**Instructions for the task**. Print back every record below, exactly as it stands.

-- Provided entries follows --

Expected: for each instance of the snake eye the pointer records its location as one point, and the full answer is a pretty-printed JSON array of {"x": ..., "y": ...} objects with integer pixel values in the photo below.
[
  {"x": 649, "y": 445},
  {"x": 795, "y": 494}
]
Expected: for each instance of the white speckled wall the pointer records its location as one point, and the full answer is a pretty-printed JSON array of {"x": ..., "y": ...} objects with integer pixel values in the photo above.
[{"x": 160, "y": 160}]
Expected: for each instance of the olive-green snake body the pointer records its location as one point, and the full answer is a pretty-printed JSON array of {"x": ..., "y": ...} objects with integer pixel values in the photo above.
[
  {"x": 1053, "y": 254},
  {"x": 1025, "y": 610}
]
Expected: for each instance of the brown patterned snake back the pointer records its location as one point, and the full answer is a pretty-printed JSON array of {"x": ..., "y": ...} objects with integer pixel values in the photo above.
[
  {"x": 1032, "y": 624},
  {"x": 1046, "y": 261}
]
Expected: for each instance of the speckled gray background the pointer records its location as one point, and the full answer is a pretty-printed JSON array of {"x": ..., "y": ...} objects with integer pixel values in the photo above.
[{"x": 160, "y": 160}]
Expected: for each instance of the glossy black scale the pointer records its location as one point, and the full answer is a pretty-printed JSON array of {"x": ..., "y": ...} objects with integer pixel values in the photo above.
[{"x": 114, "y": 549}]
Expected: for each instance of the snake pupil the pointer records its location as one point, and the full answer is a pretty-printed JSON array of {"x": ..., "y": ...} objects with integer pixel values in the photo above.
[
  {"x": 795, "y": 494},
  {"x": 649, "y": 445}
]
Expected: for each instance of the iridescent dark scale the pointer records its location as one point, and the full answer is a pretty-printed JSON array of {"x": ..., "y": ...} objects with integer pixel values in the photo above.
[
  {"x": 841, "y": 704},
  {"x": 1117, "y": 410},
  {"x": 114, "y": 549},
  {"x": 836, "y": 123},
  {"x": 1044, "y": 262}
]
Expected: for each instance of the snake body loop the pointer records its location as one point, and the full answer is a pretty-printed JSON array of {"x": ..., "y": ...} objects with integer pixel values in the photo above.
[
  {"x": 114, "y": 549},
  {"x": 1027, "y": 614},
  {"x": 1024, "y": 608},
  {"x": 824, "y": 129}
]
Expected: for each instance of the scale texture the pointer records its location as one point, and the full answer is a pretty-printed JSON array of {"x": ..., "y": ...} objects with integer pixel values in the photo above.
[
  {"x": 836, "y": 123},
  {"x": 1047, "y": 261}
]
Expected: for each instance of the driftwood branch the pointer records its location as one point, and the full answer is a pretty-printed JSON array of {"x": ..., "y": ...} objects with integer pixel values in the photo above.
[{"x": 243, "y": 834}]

-- Provided entries concluded --

**Output below**.
Expected: for each instance of the snake eye the pointer records its location as one point, and the full answer is a pretty-printed JSON array of {"x": ..., "y": ...} objects with integer pixel values in the photo below.
[
  {"x": 649, "y": 445},
  {"x": 795, "y": 494}
]
Expected: for each instance of the white speckled wall the pointer records its location as one point, and the full answer is a pretty-printed JSON array of {"x": ..., "y": ...} objects with integer pixel values in the photo above.
[{"x": 160, "y": 160}]
Expected: for each instance of the olive-green snake body the pointer records its location as one point, and the full answer is a pretty-printed JSON array of {"x": ..., "y": ...} objects with integer pixel values in the photo above.
[
  {"x": 1053, "y": 254},
  {"x": 1025, "y": 610}
]
Expected: for each instance of the brown patterned snake back the pointer records its location as one point, and the full answer is a pretty-printed JSON array of {"x": ..., "y": ...} objects with integer pixel values in the photo above.
[
  {"x": 1032, "y": 624},
  {"x": 1046, "y": 261}
]
Expected: for each instance of the speckled gray background the pointer records its location as one point, and the full answer is a pretty-printed JSON array of {"x": ..., "y": ...} objects with integer pixel values in the photo above.
[{"x": 160, "y": 160}]
Expected: for each instance of the glossy black scale the pointer records its location as one point, and the full answer is a pretty-printed JSON array of {"x": ..., "y": ...} objects with integer pixel values in the photo above.
[{"x": 114, "y": 549}]
Expected: for each instance of the snake pupil the pointer records its location as one point, and the full answer is a pretty-printed JSON array of {"x": ..., "y": ...} objects with integer pixel values in the photo above.
[
  {"x": 795, "y": 494},
  {"x": 649, "y": 445}
]
Expected: for each instance of the iridescent dark scale the pointer records its location as one point, and the full answer is a pretty-printed JSON array of {"x": ..., "y": ...} objects with integer pixel values in the photo above.
[
  {"x": 841, "y": 704},
  {"x": 1117, "y": 410},
  {"x": 114, "y": 549},
  {"x": 836, "y": 123},
  {"x": 1044, "y": 262}
]
Expected: for each instance of the snake body loop the pointer records its location as one point, and the full answer is a pretty-printed JSON array of {"x": ..., "y": ...} objects with integer pixel values in the photo above.
[
  {"x": 114, "y": 549},
  {"x": 1027, "y": 614},
  {"x": 1024, "y": 608},
  {"x": 824, "y": 129}
]
Expected: for each instance of the scale texture the pointer records its location as one point, and the full answer is a pretty-printed JSON array of {"x": ..., "y": ...} objects with integer pixel values in the photo above.
[
  {"x": 836, "y": 123},
  {"x": 1047, "y": 261}
]
Expected: for each instance of the driftwood branch the pointer records its location as one point, and the full answer is a pretty-printed JSON array of {"x": ..., "y": ...} objects with integer pixel values in the photo above.
[{"x": 243, "y": 834}]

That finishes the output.